#### PROBLEM STATEMENT
Gather every line in the data below that contains the word "black", and copy each one out in full.

(Collected data entries)
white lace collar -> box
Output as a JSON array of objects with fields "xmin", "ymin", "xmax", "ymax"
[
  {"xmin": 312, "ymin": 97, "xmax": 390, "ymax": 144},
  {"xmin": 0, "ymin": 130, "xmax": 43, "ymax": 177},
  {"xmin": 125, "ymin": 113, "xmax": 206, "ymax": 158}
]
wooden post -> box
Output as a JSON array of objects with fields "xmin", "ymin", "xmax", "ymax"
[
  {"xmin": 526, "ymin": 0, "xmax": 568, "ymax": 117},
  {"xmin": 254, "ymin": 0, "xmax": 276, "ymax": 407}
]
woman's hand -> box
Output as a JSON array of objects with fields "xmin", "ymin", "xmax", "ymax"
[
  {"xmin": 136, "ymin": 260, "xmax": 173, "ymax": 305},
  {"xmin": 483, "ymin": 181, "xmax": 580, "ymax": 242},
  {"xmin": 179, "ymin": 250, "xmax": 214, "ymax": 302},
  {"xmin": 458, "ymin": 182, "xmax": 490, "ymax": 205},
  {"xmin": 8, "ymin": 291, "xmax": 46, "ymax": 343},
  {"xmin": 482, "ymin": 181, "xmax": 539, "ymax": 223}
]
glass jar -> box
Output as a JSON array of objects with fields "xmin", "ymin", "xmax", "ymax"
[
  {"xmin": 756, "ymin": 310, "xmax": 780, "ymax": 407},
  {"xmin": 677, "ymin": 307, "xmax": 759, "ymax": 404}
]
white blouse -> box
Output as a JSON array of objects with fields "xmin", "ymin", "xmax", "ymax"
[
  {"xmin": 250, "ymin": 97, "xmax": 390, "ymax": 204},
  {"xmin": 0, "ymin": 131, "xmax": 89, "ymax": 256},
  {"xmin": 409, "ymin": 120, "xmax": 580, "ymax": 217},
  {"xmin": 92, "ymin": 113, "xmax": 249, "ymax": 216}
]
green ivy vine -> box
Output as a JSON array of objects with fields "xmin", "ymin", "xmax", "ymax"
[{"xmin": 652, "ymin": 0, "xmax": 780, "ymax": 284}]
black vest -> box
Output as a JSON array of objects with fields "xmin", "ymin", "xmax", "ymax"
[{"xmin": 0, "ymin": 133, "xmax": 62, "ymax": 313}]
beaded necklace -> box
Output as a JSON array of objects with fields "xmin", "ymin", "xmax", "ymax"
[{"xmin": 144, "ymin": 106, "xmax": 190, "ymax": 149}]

...

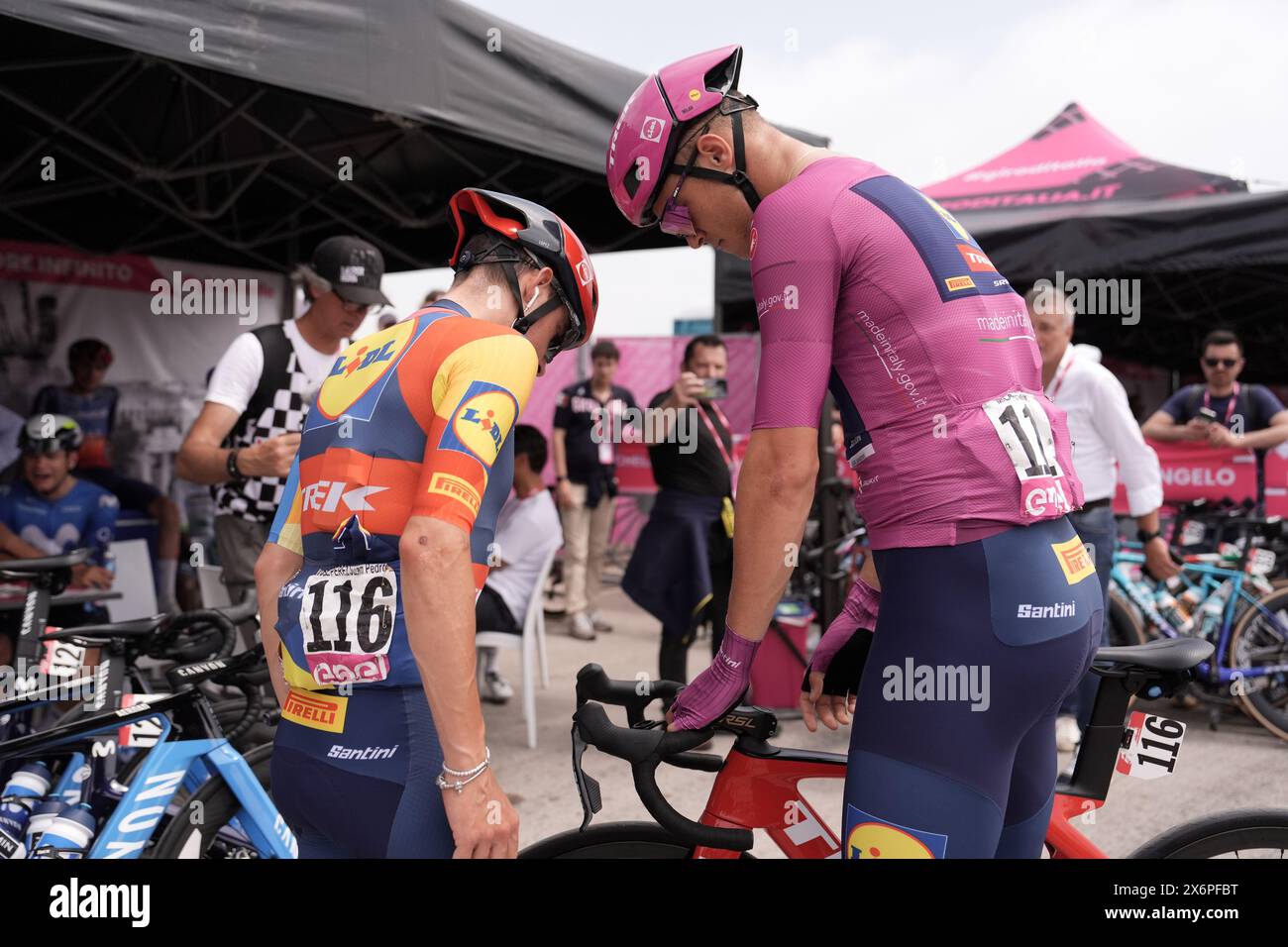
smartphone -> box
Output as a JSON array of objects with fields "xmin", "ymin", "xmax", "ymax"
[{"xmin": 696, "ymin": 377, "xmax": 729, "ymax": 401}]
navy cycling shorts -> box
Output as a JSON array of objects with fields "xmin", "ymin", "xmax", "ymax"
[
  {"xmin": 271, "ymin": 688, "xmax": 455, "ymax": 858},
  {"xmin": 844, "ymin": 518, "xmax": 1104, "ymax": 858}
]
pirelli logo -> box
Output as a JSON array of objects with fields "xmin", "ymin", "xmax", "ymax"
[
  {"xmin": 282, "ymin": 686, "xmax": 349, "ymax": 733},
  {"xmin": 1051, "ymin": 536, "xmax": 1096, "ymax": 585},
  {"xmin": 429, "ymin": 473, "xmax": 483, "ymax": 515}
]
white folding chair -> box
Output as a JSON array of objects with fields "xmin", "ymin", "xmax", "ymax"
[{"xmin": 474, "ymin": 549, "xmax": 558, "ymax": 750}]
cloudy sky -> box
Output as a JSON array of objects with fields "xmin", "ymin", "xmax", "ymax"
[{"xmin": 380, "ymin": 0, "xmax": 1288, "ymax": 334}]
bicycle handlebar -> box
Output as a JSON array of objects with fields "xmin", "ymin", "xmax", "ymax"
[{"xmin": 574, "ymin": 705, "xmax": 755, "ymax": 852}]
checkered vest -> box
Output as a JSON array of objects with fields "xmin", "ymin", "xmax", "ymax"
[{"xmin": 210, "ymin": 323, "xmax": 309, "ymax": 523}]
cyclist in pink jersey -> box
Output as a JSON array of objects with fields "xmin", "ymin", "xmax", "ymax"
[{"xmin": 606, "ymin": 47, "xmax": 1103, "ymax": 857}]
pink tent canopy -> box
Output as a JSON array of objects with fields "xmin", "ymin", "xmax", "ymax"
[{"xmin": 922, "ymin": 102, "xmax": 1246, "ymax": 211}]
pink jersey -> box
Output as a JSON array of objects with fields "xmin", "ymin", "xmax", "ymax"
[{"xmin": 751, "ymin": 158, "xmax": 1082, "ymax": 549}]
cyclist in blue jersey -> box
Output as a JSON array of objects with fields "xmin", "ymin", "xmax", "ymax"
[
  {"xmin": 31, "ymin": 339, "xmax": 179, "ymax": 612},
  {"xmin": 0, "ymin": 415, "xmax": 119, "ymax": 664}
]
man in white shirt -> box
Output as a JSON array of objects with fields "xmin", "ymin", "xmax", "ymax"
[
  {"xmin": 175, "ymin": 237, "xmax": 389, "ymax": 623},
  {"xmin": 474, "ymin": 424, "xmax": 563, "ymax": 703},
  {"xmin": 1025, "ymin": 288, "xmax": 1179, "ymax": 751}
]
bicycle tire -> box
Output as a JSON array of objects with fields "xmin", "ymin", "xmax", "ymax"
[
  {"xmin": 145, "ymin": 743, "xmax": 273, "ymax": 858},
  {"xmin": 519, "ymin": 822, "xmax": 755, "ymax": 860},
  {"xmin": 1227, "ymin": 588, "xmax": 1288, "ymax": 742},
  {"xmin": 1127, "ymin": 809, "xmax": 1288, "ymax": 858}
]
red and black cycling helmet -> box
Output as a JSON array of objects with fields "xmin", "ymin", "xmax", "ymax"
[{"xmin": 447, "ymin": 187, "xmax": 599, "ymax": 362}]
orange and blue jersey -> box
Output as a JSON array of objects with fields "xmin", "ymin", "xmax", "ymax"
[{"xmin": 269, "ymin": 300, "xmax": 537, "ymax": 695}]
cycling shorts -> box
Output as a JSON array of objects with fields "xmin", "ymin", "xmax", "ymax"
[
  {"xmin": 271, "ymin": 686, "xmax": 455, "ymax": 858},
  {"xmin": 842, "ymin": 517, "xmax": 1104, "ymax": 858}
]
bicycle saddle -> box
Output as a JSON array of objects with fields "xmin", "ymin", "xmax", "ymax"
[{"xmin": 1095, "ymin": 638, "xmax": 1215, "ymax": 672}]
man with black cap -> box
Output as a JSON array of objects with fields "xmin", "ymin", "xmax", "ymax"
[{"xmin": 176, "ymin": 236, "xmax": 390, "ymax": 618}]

#### OUTPUT FOR THIS EXERCISE
black vest -> box
red and black cycling helmet -> box
man with black cap -> box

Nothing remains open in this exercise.